● PROMPT 1
Answer these questions from the equipment upgrade text:
(a) What total did the equipment choices come to?
(b) Which ring light was chosen?
(c) How long is the webcam's cable?
● PROMPT 2
Write the next part of the equipment upgrade text, picking up after its final sentence.
───── PAGE EXCERPT
Eventually, I decided to make the investment to upgrade my equipment. I wanted high-quality but budget-friendly equipment. And once I made the switch, it became one of those decisions where I thought, “Why didn’t I do this before?”

I have since qualified as an eSpeakers Certified Virtual Presenter and I’m now fully prepared to present high-quality virtual workshops for corporate teams or virtual conferences.

The following are the equipment choices I made for a total of $347. Oh, and in case you’re wondering, no one is compensating me in any way for these endorsements.

> Lighting: After consulting with my professional photographer friend, Patrick Rapps, I chose the Neewer Ring Light. It has a dimmer control that adjusts from 1% to 100% and it puts off very little heat. It does not come with a stand, but as a speaker and musician, I had an extra mic stand. It is now mounted so that it is shining head-on at me. My Neewer also has come in handy for casual family photos elsewhere in the house. Cost: $66.

> Camera: The built-in FaceTime HD camera on my iMac just wasn’t cutting it. I chose the highly recommended C922x Pro Stream Webcam, a full 1080p HR camera. It clips on top of my iMac and also can be mounted in a wide variety of places. It has built-in light correction and a 5-foot cable, so it’s versatile. It also has built-in microphones that are better than the iMac built-in microphones, but not as good as my next choice. Cost: $151.
──────────
───── INFORMATION SUPPLIED
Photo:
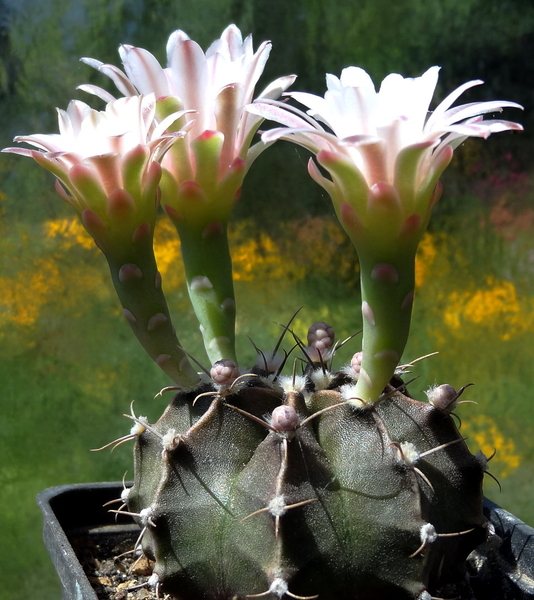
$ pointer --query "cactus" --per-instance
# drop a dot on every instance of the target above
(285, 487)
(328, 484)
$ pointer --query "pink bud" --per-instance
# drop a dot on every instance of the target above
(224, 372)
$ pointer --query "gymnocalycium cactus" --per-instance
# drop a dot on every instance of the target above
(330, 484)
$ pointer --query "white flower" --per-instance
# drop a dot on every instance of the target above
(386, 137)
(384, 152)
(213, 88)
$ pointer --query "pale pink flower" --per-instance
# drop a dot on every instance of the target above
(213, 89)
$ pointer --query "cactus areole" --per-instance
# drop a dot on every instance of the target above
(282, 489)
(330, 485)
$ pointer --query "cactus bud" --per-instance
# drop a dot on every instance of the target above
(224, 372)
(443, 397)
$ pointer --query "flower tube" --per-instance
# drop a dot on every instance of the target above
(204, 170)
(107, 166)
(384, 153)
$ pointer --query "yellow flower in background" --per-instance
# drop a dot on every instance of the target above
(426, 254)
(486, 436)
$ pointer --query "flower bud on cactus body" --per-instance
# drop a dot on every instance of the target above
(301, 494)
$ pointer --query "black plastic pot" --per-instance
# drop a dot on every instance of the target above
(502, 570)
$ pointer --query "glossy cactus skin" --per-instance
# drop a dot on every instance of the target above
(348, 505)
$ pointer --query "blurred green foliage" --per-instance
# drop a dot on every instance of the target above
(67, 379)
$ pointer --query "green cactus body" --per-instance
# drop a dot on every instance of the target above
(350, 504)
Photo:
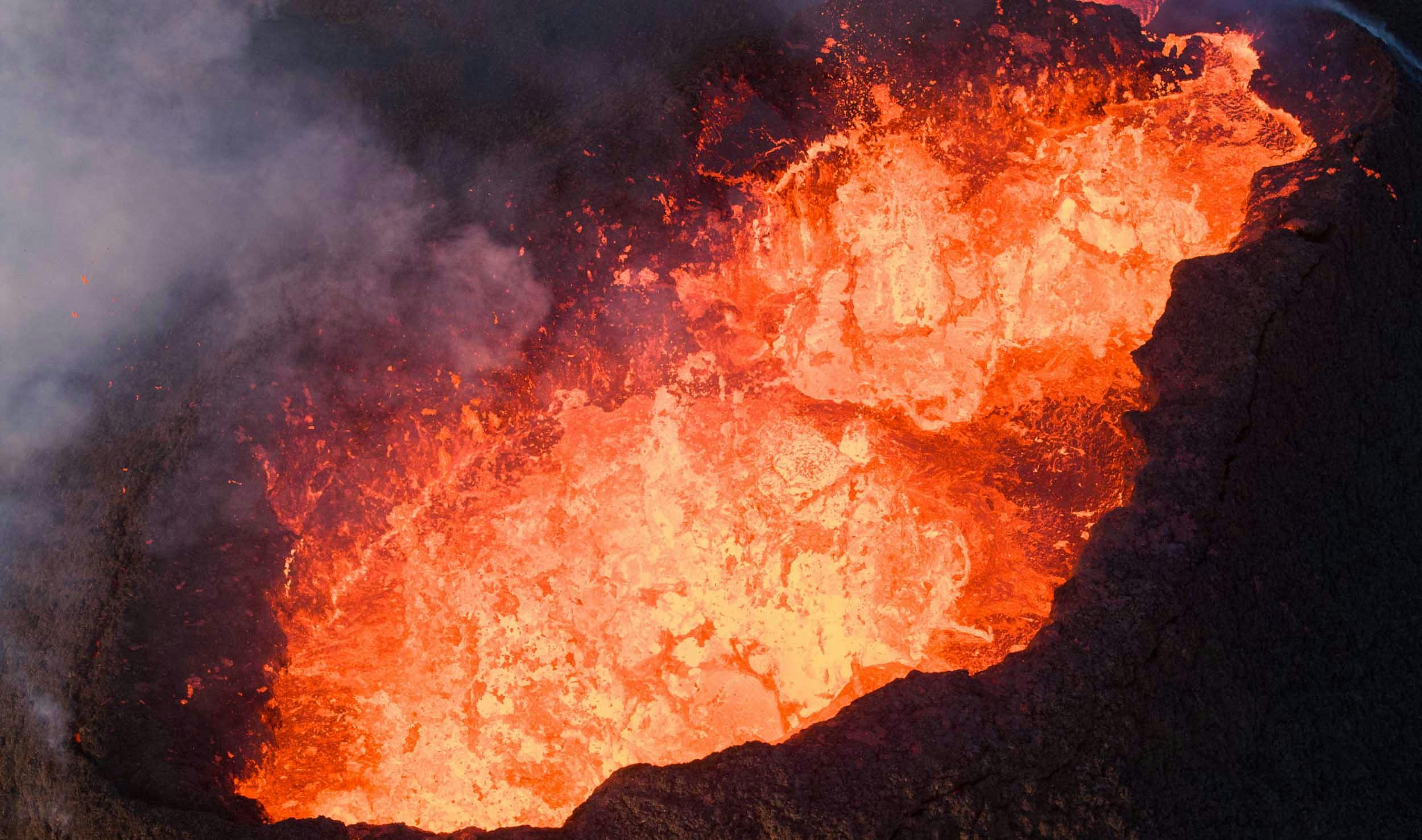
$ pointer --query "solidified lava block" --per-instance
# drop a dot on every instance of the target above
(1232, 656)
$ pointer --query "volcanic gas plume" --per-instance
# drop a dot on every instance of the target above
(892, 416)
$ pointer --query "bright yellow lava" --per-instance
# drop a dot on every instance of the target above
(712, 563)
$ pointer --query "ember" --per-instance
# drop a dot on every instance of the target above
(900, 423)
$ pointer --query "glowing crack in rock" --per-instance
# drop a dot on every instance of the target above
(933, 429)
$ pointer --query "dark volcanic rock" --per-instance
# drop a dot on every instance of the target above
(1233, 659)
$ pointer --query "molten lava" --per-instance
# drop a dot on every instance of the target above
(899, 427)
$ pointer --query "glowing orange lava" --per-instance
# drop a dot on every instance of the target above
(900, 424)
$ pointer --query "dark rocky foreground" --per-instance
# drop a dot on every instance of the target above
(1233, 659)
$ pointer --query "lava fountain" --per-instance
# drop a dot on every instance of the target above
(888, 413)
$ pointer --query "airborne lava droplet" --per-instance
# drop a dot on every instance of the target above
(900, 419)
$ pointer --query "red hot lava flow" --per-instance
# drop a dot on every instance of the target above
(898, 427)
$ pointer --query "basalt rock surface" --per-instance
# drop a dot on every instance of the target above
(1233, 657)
──────────
● EXERCISE ANSWER 1
(a) $347
(b) The Neewer Ring Light
(c) 5 feet

● EXERCISE ANSWER 2
> Microphone: The webcam mic was better than the iMac built-in, but not nearly as good as my Blue Yeti. You can hear the difference between the built-in mic and the Blue Yeti. The Blue Yeti has settings for cardioid, bidirectional, omnidirectional, and stereo. That makes it good for Zoom meetings, podcasts, and even recording my guitar for those random “public speaking blues” songs I post on my Instagram occasionally. The Blue Yeti also has a volume control, a mute button, and zero-latency headphone output. Cost: $130.

So, those are the equipment choices I made. I encourage you to shop around and discover what works best for you. And when you find the right fit, you’ll be well on your way to being a virtual business presenter that can turn heads, win hearts, and get results.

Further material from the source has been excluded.